• 原文摘录
+-------+

In [None]:
# set paths
from paths import DATA_DIR

In [15]:
import pandas as pd

In [16]:
# 重新加载原始数据
df_state_115 = pd.read_csv(DATA_DIR / "final_state_115_0803.csv")
df_state_name = pd.read_excel(DATA_DIR / "州名和州码.xlsx")

print("=== 去重前数据检查 ===")
print(f"df_state_name原始行数: {len(df_state_name)}")
print(f"df_state_name中state_name的唯一值数量: {df_state_name['state_name'].nunique()}")

# 对df_state_name按state_name去重，保留第一条记录
df_state_name_unique = df_state_name.drop_duplicates(subset=['state_name'], keep='first')

print(f"\n=== 去重后数据检查 ===")
print(f"df_state_name去重后行数: {len(df_state_name_unique)}")
print(f"df_state_name去重后state_name的唯一值数量: {df_state_name_unique['state_name'].nunique()}")

+-------+

• 所给数据行

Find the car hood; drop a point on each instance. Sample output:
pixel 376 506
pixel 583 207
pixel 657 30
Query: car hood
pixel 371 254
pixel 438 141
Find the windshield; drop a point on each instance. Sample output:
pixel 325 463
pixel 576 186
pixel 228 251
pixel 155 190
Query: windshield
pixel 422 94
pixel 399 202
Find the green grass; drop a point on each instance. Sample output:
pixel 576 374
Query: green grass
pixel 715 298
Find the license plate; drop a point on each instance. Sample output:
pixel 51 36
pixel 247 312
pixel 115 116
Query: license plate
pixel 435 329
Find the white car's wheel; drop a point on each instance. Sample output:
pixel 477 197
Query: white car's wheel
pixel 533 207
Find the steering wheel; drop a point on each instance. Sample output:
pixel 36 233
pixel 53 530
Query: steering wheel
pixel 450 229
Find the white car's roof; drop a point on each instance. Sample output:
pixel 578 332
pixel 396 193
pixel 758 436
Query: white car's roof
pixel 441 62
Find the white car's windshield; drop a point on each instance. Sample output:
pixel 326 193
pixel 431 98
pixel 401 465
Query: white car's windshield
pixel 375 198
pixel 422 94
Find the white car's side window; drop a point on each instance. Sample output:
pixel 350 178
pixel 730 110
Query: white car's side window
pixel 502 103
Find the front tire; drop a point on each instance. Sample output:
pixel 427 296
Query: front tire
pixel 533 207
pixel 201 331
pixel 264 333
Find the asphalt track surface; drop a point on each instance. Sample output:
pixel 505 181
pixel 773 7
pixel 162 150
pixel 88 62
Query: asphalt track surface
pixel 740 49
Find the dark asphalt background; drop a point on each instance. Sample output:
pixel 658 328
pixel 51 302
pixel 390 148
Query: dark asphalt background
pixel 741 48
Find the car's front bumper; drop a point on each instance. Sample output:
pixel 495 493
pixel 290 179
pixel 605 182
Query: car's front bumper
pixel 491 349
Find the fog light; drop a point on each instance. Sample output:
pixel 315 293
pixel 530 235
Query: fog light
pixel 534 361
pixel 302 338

+-------+

• 任务要求
根据原文摘录回答：
(a) DATA_DIR 是从哪个模块导入的？
(b) df_state_115 读取的是哪个 CSV 文件？
(c) 对 df_state_name 按 state_name 去重时，keep 参数取什么值？
完成练习不需要用到这些数据行。

• 完整答案
(a) paths 模块。
(b) final_state_115_0803.csv。
(c) 'first'，即保留第一条记录。